§ **YOUR TASK**: Can you rewrite all of the records below, substituting "one pair per object" for every occurrence of "one pair per instance" and leaving everything else unchanged?

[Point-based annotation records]
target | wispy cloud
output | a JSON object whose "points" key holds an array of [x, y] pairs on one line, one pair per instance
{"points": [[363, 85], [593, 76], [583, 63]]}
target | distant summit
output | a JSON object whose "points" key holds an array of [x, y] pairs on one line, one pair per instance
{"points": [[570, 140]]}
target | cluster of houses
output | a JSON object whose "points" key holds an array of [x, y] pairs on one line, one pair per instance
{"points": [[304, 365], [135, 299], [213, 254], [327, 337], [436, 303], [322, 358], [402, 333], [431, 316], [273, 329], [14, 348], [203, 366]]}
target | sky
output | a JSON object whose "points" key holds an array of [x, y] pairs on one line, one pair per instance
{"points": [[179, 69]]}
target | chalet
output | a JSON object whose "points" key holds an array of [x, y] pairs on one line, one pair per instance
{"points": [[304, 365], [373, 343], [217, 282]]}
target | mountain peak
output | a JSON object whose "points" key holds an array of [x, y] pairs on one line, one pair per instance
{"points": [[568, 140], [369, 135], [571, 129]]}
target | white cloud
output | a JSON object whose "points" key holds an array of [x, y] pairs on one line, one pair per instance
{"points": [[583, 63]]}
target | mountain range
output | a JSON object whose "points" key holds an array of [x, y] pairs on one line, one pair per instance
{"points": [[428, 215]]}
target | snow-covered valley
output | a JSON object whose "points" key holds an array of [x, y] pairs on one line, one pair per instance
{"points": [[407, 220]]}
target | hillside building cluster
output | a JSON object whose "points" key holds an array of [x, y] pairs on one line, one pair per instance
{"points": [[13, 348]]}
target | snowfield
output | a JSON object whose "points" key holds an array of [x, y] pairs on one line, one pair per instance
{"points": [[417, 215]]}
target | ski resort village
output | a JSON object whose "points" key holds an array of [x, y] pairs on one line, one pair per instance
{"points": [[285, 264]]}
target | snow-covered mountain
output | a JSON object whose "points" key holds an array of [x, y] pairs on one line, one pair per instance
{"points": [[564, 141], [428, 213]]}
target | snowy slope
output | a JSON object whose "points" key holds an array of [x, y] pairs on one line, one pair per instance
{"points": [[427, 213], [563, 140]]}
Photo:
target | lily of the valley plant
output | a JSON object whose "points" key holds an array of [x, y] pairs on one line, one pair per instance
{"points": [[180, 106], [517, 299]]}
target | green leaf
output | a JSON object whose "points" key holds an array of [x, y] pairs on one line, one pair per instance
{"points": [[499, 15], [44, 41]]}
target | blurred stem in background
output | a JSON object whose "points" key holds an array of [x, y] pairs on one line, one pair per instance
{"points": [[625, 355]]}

§ **CORRECT RESPONSE**:
target | wispy cloud
output | a JSON object whose "points" key holds an array of [x, y] pairs on one line, one pair per object
{"points": [[363, 85], [593, 76], [583, 63]]}
target | distant summit
output | a JSON object whose "points" key holds an array of [x, y] pairs on one line, one pair per object
{"points": [[570, 140]]}
target | cluster of houses
output | a JSON object whose "points" key holds an array of [x, y] pairs on one line, one pair per object
{"points": [[304, 365], [135, 299], [213, 254], [327, 337], [436, 303], [322, 358], [402, 333], [431, 316], [273, 329], [14, 348], [203, 366]]}
target | sky
output | a JSON object whose "points" key holds an array of [x, y] pairs on one line, one pair per object
{"points": [[179, 69]]}
target | chalet
output | a JSON object whose "points" key holds an array of [x, y] pairs on one line, one pair per object
{"points": [[304, 365], [373, 343], [217, 282]]}
target | mountain peak
output | a JSON object whose "points" key holds an array of [x, y] pairs on one line, one pair per object
{"points": [[568, 140], [369, 135], [571, 129]]}
target | white cloud
output | a JSON object whose "points" key holds an array of [x, y] pairs on one line, one pair per object
{"points": [[583, 63]]}
target | mountain range
output | a JSON object whose "points" key holds an array of [x, y] pairs on one line, one pair per object
{"points": [[428, 215]]}
target | snow-covered valley
output | a JSON object whose "points" key holds an array of [x, y] pairs on one line, one pair per object
{"points": [[407, 220]]}
target | hillside building cluster
output | a JSON object whose "points" key holds an array of [x, y] pairs on one line, one pair per object
{"points": [[13, 348]]}
target | snowfield
output | a JSON object whose "points" key holds an array of [x, y] pairs on one line, one pair per object
{"points": [[417, 215]]}
target | ski resort village
output | a JSON object whose "points" key holds an array of [x, y] pairs on one line, one pair per object
{"points": [[285, 264]]}
target | snow-covered mountain
output | a JSON object whose "points" key holds an array of [x, y] pairs on one line, one pair per object
{"points": [[564, 141], [428, 213]]}
target | snowy slope
output | a JSON object whose "points" key holds an array of [x, y] pairs on one line, one pair per object
{"points": [[427, 213], [563, 140]]}
Photo:
target | lily of the valley plant
output | a JSON object whose "points" key holds an array of [x, y] pairs on one line, one pair per object
{"points": [[180, 106], [517, 299]]}
target | green leaf
output | a JSON object whose "points" key holds an array of [x, y] pairs on one line, one pair per object
{"points": [[499, 15], [44, 41]]}
target | blurred stem in background
output | a JSON object whose "points" key holds an array of [x, y] pairs on one line, one pair per object
{"points": [[625, 355]]}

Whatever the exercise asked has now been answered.